Feeding on leaves produces honeydew and "frost" on surface.

Identification of silverleaf whitefly is important. Other whitefly species do not cause economic damage in pepper.

Western yellowstriped armyworm larva.

Yellowstriped armyworm damage.

Identification tip:

Armyworms chew holes in leaves. They are usually black with one prominent stripe over many narrow bright ones on each side of their body.

Disease or nematode symptoms
Pepper leaves showing a yellow mosaic caused by Alfalfa mosaic virus.

Alfalfa mosaic virus symptoms.

Identification tip:

Leaves of infected plants have distinct yellow or whitish mosaic patterns.

Pale, watersoaked leaf tissue surrounding brown lesions on pepper leaves caused by Xanthomonas campestris p.v. vesicatoria.

Bacterial spot symptoms .

Identification tip:

Spots are about 1/4 inch in diameter, initially water soaked, and later turn brown.

Foliage damaged by gray mold..

Botrytis gray mold.

Identification tip:

Appears as gray-brown velvety covering on leaves or stems. Symptoms sometimes appear at the seedling stage, but are more likely at later stages.

Mature pepper leaves infected with Cucumovirus mosaic disease showing necrotic areas in an oak leaf pattern.

Cucumovirus mosaic diseases.

Identification tip:

Generally, plants show an overall lighter color with mosaic patterns, stunting, leaf curling, and oak leaf patterns (shown here).

The internodes of pepper plants infected with Beet curly top.

Curly top symptoms.

Identification tip:

Internodes of infected plants shorten, resulting in extremely stunted plants. The upper portion resembles a rosette or small flower bouquet. Leaves turn yellow or light green and may roll upward.

Root and crown rot disease caused by Pythium sp. results in stunted and dying pepper plants.

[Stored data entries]
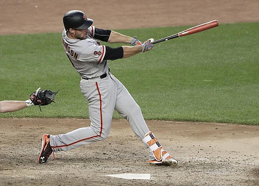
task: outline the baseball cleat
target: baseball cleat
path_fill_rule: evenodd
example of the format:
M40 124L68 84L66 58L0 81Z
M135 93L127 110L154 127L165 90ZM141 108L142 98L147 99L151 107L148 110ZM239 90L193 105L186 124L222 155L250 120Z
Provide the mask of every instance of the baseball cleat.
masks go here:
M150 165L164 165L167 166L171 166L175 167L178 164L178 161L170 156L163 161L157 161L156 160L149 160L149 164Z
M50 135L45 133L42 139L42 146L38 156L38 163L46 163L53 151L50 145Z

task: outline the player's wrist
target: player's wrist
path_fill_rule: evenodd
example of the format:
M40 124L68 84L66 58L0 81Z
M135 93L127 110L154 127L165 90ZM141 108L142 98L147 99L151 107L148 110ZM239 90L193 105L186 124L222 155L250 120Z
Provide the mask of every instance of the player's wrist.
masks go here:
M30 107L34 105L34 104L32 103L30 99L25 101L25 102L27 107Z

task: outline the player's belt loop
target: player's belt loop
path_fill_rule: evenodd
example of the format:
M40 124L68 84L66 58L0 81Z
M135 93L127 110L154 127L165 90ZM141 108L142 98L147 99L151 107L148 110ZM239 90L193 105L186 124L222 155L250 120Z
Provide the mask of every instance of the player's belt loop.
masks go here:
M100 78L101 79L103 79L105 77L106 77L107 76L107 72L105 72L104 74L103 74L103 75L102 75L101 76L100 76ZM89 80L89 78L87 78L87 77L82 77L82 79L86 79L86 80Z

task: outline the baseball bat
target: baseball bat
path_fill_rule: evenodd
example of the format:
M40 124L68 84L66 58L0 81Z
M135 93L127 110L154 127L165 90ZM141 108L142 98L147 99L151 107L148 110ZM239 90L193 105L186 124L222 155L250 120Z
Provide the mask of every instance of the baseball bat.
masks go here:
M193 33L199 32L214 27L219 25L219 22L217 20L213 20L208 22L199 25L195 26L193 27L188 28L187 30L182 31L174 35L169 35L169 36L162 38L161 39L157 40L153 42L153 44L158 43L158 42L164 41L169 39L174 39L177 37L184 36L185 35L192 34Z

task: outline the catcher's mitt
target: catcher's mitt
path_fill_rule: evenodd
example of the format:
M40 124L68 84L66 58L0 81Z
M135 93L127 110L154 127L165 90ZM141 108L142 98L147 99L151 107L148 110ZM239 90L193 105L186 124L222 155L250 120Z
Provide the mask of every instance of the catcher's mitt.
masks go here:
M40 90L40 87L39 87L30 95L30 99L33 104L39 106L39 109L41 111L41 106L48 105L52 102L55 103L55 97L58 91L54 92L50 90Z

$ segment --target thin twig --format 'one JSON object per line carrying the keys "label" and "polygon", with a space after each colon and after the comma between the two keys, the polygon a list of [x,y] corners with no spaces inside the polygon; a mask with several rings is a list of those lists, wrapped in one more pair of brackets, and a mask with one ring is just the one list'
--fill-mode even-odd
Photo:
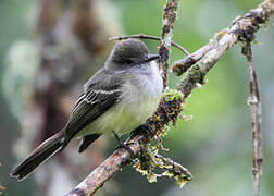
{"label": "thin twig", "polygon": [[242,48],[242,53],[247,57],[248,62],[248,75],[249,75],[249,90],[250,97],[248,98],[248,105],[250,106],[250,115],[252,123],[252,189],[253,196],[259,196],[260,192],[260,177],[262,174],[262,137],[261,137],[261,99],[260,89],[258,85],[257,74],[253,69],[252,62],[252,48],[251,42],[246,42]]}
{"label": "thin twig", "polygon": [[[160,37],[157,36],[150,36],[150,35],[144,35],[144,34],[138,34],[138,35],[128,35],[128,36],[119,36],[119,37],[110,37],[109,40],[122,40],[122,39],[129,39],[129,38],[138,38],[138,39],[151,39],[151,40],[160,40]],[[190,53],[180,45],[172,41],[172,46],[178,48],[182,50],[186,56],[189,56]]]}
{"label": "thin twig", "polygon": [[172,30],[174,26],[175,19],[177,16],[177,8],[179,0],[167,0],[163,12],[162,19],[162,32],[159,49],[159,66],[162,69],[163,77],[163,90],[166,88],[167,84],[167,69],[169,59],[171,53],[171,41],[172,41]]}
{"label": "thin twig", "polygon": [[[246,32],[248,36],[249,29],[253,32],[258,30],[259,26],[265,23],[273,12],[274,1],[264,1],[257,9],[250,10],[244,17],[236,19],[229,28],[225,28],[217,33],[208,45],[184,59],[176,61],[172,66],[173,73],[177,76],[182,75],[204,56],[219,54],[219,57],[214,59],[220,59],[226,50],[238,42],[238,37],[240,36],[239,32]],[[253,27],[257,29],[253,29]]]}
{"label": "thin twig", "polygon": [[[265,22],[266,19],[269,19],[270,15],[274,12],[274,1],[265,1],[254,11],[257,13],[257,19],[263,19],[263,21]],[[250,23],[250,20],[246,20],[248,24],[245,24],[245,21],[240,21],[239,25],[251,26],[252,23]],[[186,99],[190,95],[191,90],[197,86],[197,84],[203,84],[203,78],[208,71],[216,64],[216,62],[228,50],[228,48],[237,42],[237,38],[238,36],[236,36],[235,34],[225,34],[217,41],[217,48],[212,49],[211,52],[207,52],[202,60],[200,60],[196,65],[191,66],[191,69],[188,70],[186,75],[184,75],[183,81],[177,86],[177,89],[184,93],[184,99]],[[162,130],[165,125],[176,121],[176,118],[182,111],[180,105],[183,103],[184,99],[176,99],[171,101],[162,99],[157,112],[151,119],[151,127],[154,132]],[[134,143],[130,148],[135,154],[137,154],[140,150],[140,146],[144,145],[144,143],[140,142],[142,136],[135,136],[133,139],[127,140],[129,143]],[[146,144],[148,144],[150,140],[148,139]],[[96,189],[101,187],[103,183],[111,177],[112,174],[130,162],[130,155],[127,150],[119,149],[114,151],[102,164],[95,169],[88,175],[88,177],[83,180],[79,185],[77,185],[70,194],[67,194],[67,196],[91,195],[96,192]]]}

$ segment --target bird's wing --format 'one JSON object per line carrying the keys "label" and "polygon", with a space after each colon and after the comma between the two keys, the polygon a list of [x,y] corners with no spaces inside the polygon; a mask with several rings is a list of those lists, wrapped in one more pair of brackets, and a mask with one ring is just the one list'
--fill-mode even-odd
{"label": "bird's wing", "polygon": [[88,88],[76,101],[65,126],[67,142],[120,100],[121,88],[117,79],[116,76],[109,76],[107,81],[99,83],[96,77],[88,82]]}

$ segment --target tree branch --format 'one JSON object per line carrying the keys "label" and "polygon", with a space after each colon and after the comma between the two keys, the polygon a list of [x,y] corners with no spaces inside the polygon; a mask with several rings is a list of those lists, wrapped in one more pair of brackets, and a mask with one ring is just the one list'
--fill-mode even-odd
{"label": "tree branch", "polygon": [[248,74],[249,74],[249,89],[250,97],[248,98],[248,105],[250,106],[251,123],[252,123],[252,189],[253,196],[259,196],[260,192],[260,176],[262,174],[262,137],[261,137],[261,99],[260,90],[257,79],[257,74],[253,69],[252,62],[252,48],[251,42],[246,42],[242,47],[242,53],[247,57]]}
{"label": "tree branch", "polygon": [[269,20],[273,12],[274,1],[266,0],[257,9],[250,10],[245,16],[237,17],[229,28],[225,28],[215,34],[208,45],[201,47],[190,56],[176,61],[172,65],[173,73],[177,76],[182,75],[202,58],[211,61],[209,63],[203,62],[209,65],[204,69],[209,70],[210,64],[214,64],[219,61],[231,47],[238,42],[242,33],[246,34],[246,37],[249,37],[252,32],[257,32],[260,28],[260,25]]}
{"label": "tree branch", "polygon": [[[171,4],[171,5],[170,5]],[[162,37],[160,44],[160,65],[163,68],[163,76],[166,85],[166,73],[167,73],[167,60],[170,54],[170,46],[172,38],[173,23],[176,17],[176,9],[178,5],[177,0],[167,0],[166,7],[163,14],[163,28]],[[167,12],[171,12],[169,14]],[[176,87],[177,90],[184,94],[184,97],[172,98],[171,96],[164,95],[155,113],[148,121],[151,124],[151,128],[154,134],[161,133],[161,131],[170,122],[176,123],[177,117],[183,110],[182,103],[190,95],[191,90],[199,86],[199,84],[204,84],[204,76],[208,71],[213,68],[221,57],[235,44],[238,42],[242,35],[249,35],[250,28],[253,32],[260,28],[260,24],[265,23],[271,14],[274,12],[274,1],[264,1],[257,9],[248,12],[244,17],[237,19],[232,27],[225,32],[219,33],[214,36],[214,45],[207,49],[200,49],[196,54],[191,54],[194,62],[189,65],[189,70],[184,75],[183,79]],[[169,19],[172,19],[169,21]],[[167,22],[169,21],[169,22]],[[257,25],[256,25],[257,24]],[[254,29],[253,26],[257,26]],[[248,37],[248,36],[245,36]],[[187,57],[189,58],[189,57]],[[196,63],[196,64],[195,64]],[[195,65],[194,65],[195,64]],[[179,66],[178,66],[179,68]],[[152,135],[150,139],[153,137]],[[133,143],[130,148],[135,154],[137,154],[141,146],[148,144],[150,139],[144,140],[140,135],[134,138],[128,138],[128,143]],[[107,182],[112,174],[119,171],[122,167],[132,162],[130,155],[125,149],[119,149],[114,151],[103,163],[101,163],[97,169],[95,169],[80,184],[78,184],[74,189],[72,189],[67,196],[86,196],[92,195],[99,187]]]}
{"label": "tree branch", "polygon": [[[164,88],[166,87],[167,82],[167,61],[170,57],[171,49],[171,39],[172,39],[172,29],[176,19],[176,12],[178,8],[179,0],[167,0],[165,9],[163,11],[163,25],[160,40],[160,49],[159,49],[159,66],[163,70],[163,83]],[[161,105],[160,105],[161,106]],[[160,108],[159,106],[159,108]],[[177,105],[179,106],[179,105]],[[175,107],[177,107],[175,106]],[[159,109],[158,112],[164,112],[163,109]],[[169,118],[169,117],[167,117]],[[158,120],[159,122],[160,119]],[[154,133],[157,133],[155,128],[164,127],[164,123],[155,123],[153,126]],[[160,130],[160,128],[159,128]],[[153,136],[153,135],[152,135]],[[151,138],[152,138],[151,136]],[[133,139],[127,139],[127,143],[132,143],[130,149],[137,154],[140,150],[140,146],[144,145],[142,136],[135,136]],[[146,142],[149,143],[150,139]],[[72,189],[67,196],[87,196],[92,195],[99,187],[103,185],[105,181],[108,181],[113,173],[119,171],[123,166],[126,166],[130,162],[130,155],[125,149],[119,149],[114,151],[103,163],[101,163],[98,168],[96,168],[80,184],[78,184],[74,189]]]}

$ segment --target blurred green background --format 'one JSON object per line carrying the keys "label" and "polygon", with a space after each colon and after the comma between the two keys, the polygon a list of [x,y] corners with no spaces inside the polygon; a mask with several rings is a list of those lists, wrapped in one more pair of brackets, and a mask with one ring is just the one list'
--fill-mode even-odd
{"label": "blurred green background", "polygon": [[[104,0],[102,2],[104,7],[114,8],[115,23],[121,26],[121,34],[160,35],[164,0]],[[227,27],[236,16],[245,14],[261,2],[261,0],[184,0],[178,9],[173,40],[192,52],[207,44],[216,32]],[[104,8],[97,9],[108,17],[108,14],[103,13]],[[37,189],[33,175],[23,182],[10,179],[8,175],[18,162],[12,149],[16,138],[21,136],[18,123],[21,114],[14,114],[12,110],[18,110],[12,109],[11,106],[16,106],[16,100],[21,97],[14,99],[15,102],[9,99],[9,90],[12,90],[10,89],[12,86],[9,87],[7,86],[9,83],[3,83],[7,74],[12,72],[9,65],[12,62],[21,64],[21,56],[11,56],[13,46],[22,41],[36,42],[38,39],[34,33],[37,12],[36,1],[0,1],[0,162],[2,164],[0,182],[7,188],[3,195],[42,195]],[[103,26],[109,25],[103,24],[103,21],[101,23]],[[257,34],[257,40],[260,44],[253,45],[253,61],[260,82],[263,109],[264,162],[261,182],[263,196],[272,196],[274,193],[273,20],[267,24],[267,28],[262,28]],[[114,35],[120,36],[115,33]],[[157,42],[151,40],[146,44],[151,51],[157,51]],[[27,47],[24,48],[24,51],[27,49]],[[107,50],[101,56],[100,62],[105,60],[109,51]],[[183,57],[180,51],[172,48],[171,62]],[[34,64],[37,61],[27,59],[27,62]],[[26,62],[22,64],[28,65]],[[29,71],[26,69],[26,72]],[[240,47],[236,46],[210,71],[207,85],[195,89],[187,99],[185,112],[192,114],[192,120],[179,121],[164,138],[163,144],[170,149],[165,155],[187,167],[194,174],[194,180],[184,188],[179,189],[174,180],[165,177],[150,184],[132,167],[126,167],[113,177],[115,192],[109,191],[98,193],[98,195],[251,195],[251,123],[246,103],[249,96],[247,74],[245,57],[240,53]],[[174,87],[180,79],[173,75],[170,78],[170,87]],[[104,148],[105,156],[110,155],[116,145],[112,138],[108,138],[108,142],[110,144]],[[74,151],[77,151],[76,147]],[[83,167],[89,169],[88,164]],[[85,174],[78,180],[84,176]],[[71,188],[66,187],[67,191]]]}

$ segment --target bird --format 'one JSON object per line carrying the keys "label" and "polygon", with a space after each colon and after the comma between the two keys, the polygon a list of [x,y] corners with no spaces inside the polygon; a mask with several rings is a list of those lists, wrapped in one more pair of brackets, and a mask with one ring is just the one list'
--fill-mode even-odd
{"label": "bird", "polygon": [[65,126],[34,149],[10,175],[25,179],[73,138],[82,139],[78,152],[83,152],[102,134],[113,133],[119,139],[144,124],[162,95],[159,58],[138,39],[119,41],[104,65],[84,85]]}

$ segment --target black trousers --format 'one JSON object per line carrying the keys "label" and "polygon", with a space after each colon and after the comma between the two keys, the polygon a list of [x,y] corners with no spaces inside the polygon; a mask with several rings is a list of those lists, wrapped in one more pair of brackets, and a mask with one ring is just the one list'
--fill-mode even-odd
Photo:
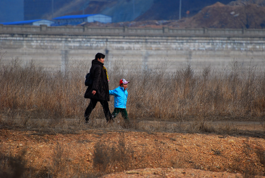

§ QUESTIONS
a - Reproduce the part of the pepper pest and disease guide starting with "Internodes of infected" and going on through "may roll upward.".
b - Pick up the pepper pest and disease guide after its last sentence and continue writing it.

§ PER-TASK ANSWERS
a -
Internodes of infected plants shorten, resulting in extremely stunted plants. The upper portion resembles a rosette or small flower bouquet. Leaves turn yellow or light green and may roll upward.

b -
Damping-off disease symptoms.

Identification tip:

Stunted or collapsed plants in the field can be a sign of an infection with Pythium spp.

Photo not available

Impatiens necrotic spot symptoms.

Identification tip:

Overall yellowing, dead spots, and general stunting; similar to tomato spotted wilt virus symptoms.

Mottling of tomato leaves due to tobacco mosaic virus.

Pepper tobamovirus diseases.

Identification tip:

Although symptoms vary among cultivars and virus or strains they generally include necrosis on any plant part, defoliation, leaf distortion, and/or mosaic symptoms on leaves, stems, and eventually fruit.

Pepper plants infected with Potato Y potyvirus.

Potyvirus mosaic diseases.

Identification tip:

Mosaic patterns are found on at least some leaves, especially younger ones. Plants are often stunted and have curled leaves. Symptoms may be similar to those caused by Cucumovirus mosaic disease.

Underside of pepper leaf showing growth of the powdery mildew fungus.

Powdery mildew.

Identification tip:

A patchy, white, powdery growth  enlarges on the lower leaf surface and at times on the upper surface.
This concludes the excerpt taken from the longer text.